Excerpt:
The term “treatment of cancer” or “treatment of a tumor” or “reducing size of a tumor” in the context of the present invention also includes at least one of the following: a decrease in the rate of growth of the cancer or tumor (i.e. the cancer or tumor still grows but at a slower rate); cessation of growth of the cancerous growth, i.e., stasis of the tumor growth, and, in one embodiment, the tumor diminishes or is reduced in size. The term also includes reduction in the number of metastasis, reduction in the number of new metastasis formed, slowing of the progression of cancer from one stage to the other and a decrease in the angiogenesis induced by the cancer. In one embodiment, the tumor is totally eliminated. Additionally, included in this term is lengthening of the survival period of the subject undergoing treatment, lengthening the time of diseases progression, tumor regression, and the like. This term also encompasses prevention for prophylactic situations or for those individuals who are susceptible to contracting a tumor. In embodiments, the administration of the compounds of the present invention will reduce the likelihood of the individual contracting the disease. In one embodiment, the individual to whom the compound is administered does not contract the disease.

Task objective:
Copy the full passage defining cancer treatment word for word, with nothing added, dropped, or changed.

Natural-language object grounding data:
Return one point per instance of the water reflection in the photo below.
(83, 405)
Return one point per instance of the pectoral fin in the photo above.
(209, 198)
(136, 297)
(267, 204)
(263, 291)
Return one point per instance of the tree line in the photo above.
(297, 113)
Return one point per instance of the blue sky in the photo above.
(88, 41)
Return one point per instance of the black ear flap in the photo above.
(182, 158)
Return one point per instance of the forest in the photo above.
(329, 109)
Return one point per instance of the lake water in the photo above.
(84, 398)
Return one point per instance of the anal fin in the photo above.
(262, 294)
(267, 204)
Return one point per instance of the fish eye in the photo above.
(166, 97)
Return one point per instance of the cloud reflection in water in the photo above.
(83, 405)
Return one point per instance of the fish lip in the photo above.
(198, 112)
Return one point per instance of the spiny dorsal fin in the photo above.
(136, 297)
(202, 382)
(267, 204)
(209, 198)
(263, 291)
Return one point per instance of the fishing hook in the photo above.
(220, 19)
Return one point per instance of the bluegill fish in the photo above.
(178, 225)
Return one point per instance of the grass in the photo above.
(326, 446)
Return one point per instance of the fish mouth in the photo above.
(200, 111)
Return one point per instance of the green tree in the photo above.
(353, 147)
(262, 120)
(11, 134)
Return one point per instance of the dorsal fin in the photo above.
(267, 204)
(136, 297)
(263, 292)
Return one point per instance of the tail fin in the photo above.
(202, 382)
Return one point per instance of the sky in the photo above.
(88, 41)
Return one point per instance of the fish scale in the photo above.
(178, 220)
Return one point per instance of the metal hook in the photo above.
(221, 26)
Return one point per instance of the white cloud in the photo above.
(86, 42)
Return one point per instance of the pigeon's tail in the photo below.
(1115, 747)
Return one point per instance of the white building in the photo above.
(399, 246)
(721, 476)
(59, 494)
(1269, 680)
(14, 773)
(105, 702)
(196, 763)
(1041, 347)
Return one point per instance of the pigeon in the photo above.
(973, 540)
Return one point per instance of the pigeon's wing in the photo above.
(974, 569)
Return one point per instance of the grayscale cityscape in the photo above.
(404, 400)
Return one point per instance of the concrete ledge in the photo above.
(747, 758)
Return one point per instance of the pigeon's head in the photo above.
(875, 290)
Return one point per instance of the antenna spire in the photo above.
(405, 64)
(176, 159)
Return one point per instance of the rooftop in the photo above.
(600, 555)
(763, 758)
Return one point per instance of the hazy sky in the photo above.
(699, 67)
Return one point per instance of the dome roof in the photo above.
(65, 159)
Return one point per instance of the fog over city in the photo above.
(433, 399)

Solution to this exercise:
The term “treatment of cancer” or “treatment of a tumor” or “reducing size of a tumor” in the context of the present invention also includes at least one of the following: a decrease in the rate of growth of the cancer or tumor (i.e. the cancer or tumor still grows but at a slower rate); cessation of growth of the cancerous growth, i.e., stasis of the tumor growth, and, in one embodiment, the tumor diminishes or is reduced in size. The term also includes reduction in the number of metastasis, reduction in the number of new metastasis formed, slowing of the progression of cancer from one stage to the other and a decrease in the angiogenesis induced by the cancer. In one embodiment, the tumor is totally eliminated. Additionally, included in this term is lengthening of the survival period of the subject undergoing treatment, lengthening the time of diseases progression, tumor regression, and the like. This term also encompasses prevention for prophylactic situations or for those individuals who are susceptible to contracting a tumor. In embodiments, the administration of the compounds of the present invention will reduce the likelihood of the individual contracting the disease. In one embodiment, the individual to whom the compound is administered does not contract the disease.